Em momentos dramáticos como este que estamos vivendo, é inevitável não lembrar da célebre frase de Karl Marx, o filósofo alemão. A história se repete como tragédia ou farsa. Também hoje em 2021 artistas dos mais variados segmentos estão sendo censurados por parte da sociedade com o salvo conduto daquela aberração que ocupa o mais alto cargo público do país.
Nesta conjuntura, meu ofício de jornalista torna-se ainda mais essencial. Como jornalista especializada em música e apresentadora de um programa que é transmitido para mais de 400 cidades em todo Brasil, sinto-me obrigada a mostrar aos ouvintes (viciados com a pasteurização radiofônica que tomou conta do país nos últimos anos) que a música popular brasileira é formadora de opinião, educadora, capaz de promover mergulhos profundos em nossa cultura e nos desperta de anestesias coletivas.
O FARO faz parte de uma rede de programas espalhados em diversas emissoras de rádio por todo país que dissemina a atual produção nacional. Talvez o FARO seja o único a ocupar a programação de uma rede de rádios cuja audiência impacta mais de 3 milhões de ouvintes mensais. O FARO também está sozinho se considerarmos programas radiofônicos que promovem longas entrevistas com artistas da cena contemporânea no dial. Privar a população brasileira de ouvir músicas compostas por Criolo, Rico Dalasam, Emicida, Céu, Johnny Hooker, Linn da Quebrada, Rubel, Djonga, Aíla, Larissa Luz, Luedji Luna, André Mussalém, Siba, Tássia Reis, Rincon Sapiência, Otto, Lucas Santtana e tantos outros artistas que fortalecem a renovação da música brasileira é um atentado.
A primeira emissora de rádio no Brasil começou sua transmissão em 1923. Ao longo de seus quase 100 anos de história, o rádio cumpriu papéis diversos, atendeu a interesses variados, adaptou-se às mudanças dos tempos e hoje está presente em 88,1% dos domicílios com a impressionante marca de 200 milhões de aparelhos convencionais espalhados pelos lares país afora.
Entre os anos 20 e os 60 do século passado, o rádio foi o principal veículo de comunicação de massa do Brasil. Ainda hoje, nas camadas mais pobres da população, o rádio é o único acesso à notícia mediatizada. Sob este aspecto é um erro gravíssimo do sistema de radiodifusão do país empurrar a renovação da música brasileira para as plataformas digitais e achar que o “jovem” não ouve mais rádio por causa da popularização dos aplicativos de música. O Brasil não tem apenas um tipo de “jovem”. O jovem dos grandes centros não se parece em nada com o jovem rural. Talvez só o colágeno os una. O jovem dos grandes centros também gosta e precisa ser surpreendido por uma programação inovadora.

- [Enunciado da tarefa]
Por favor, reproduza sem nenhuma alteração o trecho do texto sobre o rádio e a música brasileira que vai de "Em momentos dramáticos" a "de anestesias coletivas.".

- [Informações fornecidas]

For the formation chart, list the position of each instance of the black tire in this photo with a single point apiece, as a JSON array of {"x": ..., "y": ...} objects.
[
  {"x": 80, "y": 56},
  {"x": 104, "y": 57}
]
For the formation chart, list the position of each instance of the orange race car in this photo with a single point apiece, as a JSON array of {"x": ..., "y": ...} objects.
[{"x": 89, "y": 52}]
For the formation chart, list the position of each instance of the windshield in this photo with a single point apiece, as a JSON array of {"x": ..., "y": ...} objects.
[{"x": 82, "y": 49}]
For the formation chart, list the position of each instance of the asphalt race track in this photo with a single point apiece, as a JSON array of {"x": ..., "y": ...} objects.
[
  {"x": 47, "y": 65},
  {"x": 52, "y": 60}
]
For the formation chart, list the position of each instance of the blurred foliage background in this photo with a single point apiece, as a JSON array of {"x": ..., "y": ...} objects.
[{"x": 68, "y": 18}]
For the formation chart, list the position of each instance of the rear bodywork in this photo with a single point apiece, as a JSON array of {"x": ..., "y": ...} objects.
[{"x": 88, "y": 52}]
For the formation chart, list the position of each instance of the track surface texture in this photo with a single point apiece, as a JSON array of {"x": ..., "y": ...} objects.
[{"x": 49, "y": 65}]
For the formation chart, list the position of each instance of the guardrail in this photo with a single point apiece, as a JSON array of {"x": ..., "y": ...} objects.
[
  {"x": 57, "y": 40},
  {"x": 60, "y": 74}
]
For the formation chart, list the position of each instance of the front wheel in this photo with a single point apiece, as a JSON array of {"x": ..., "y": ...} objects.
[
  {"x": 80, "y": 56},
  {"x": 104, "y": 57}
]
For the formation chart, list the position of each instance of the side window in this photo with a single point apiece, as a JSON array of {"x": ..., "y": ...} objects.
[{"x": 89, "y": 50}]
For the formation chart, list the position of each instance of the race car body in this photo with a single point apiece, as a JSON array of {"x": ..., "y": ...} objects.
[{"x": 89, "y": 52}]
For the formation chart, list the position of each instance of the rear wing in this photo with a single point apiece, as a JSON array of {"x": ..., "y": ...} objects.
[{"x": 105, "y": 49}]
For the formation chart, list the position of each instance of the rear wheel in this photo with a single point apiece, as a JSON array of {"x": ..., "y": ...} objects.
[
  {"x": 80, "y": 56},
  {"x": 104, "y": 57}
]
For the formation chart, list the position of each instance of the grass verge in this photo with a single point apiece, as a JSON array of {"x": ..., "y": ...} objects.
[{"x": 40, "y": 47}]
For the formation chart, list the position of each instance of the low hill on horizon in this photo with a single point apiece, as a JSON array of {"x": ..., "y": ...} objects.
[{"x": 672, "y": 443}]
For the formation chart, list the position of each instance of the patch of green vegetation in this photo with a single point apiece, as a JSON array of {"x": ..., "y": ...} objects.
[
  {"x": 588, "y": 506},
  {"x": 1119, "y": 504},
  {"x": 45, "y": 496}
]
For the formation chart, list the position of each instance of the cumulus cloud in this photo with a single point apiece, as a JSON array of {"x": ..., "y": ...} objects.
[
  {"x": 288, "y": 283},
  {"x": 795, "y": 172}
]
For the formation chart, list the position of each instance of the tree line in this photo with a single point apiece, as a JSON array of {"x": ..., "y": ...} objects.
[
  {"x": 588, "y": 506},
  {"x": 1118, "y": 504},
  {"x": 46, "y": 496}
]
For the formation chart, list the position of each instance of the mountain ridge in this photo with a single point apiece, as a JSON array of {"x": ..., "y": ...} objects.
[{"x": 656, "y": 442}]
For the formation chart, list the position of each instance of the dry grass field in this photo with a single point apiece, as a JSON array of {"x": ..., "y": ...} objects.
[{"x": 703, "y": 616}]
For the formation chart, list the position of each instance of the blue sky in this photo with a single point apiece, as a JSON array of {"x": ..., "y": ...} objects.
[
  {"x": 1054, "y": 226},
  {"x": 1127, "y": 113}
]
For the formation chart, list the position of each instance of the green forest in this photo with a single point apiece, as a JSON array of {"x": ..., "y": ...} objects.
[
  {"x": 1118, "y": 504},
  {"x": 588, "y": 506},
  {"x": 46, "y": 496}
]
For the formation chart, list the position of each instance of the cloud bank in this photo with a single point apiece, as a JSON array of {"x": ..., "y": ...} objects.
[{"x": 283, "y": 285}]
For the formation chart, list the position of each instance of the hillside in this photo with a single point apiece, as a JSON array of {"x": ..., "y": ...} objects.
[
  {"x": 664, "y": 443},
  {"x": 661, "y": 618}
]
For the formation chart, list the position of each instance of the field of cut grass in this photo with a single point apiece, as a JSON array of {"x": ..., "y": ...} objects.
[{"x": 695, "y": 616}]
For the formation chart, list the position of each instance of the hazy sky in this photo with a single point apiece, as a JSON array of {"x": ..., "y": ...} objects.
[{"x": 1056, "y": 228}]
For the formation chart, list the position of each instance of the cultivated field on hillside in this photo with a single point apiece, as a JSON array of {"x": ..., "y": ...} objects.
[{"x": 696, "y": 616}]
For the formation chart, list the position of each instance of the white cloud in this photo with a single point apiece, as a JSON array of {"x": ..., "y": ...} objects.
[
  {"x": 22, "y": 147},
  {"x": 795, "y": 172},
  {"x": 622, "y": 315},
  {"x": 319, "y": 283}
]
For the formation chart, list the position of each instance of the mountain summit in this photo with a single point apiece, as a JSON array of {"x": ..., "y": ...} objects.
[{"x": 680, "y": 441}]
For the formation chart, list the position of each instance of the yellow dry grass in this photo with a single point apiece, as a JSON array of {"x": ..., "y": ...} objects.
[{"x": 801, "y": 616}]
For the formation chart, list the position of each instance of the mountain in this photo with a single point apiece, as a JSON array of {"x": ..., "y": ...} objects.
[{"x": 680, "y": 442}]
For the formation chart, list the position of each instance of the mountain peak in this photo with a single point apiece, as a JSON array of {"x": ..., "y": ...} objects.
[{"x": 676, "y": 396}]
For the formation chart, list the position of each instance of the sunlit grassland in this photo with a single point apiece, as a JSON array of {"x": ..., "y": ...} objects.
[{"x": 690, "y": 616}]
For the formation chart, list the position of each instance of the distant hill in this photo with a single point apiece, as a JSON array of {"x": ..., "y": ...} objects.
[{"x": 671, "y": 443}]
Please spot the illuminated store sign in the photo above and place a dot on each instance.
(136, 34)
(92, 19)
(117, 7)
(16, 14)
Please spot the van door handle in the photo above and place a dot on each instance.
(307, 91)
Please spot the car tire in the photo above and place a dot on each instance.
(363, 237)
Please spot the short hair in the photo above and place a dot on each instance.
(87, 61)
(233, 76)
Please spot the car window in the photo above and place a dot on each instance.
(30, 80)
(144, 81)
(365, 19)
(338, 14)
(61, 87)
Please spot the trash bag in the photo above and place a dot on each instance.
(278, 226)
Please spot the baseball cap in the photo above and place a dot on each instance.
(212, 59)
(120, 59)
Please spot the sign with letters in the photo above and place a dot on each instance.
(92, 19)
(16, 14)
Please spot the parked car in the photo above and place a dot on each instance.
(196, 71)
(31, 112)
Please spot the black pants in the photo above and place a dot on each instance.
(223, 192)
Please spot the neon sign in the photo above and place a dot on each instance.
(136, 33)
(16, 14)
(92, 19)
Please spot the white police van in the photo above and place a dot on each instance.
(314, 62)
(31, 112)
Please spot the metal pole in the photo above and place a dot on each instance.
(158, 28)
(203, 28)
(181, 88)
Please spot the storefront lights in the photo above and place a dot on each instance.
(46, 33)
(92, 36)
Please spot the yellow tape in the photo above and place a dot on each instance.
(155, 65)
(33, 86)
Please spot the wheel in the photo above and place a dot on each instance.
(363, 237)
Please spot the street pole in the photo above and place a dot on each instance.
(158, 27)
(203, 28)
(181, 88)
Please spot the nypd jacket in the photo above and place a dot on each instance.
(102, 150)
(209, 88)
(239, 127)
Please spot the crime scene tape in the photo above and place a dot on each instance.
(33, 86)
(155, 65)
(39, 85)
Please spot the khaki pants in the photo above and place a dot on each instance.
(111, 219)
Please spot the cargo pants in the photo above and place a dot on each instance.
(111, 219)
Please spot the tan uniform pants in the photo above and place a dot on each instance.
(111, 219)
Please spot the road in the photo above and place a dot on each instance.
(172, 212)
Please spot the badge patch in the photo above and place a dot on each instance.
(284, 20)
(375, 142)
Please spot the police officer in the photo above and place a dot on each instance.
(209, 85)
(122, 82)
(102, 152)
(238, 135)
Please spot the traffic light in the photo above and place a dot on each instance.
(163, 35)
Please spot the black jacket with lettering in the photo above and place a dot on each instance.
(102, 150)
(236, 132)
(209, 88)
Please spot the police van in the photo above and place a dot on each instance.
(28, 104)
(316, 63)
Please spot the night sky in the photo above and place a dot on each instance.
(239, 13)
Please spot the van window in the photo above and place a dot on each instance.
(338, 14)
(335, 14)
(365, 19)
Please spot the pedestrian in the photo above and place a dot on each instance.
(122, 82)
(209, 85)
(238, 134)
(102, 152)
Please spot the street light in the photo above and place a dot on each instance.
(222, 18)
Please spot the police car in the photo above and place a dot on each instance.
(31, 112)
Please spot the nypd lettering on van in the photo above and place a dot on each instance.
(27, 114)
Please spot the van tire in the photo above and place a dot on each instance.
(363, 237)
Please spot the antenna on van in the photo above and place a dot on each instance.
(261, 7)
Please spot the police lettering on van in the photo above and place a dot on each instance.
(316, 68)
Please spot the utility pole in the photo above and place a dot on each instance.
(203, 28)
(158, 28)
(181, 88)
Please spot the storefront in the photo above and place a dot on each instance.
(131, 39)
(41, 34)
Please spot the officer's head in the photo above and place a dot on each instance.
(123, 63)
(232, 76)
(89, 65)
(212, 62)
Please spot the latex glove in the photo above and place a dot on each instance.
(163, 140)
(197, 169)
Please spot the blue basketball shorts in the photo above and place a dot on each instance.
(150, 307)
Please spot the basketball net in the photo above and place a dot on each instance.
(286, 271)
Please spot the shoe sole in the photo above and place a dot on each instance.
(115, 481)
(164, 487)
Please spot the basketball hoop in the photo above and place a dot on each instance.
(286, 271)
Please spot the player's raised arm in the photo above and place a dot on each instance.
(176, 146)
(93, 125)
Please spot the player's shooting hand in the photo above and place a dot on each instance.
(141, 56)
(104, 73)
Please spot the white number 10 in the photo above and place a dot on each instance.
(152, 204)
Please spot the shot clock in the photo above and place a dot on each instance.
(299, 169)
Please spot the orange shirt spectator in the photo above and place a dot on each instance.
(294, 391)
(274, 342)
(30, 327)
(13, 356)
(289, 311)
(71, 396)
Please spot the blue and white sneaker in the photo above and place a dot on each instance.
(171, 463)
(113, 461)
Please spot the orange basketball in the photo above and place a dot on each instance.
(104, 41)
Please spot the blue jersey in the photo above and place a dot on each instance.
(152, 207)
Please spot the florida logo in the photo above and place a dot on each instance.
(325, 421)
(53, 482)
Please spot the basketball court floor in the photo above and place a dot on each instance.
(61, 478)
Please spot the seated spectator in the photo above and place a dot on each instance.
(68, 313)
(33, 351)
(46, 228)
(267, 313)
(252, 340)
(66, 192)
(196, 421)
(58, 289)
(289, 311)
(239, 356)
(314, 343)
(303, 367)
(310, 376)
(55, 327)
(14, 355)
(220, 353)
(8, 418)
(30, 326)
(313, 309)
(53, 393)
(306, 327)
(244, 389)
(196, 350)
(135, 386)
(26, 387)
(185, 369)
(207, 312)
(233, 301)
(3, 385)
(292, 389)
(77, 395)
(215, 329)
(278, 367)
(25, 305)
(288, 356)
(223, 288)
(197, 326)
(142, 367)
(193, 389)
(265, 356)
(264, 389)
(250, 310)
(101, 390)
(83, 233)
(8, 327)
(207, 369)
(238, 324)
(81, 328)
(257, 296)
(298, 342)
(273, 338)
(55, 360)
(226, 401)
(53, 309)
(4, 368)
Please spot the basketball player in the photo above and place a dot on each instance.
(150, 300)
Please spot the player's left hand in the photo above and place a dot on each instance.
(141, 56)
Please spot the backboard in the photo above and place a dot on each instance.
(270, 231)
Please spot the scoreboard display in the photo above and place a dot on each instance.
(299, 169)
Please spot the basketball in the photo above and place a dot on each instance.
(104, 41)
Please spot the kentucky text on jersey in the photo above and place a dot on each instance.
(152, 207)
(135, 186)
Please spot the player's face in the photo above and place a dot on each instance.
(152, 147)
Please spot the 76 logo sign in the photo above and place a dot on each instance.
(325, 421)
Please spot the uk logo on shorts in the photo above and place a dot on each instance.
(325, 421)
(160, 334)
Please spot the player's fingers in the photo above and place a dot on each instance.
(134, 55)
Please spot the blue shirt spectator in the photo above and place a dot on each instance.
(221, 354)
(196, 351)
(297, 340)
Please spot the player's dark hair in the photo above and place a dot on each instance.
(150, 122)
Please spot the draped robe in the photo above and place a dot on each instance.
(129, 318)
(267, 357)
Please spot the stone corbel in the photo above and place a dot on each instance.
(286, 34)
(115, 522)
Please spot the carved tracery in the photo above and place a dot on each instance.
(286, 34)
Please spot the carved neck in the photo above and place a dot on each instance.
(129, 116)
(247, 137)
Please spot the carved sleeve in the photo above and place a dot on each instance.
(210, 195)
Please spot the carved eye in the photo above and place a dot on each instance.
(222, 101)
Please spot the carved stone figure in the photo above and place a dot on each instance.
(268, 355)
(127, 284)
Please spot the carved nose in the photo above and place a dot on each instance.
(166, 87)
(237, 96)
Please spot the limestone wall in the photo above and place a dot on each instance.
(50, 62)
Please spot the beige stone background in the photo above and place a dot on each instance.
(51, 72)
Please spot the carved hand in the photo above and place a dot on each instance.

- [Resultado da tarefa]
Em momentos dramáticos como este que estamos vivendo, é inevitável não lembrar da célebre frase de Karl Marx, o filósofo alemão. A história se repete como tragédia ou farsa. Também hoje em 2021 artistas dos mais variados segmentos estão sendo censurados por parte da sociedade com o salvo conduto daquela aberração que ocupa o mais alto cargo público do país.
Nesta conjuntura, meu ofício de jornalista torna-se ainda mais essencial. Como jornalista especializada em música e apresentadora de um programa que é transmitido para mais de 400 cidades em todo Brasil, sinto-me obrigada a mostrar aos ouvintes (viciados com a pasteurização radiofônica que tomou conta do país nos últimos anos) que a música popular brasileira é formadora de opinião, educadora, capaz de promover mergulhos profundos em nossa cultura e nos desperta de anestesias coletivas.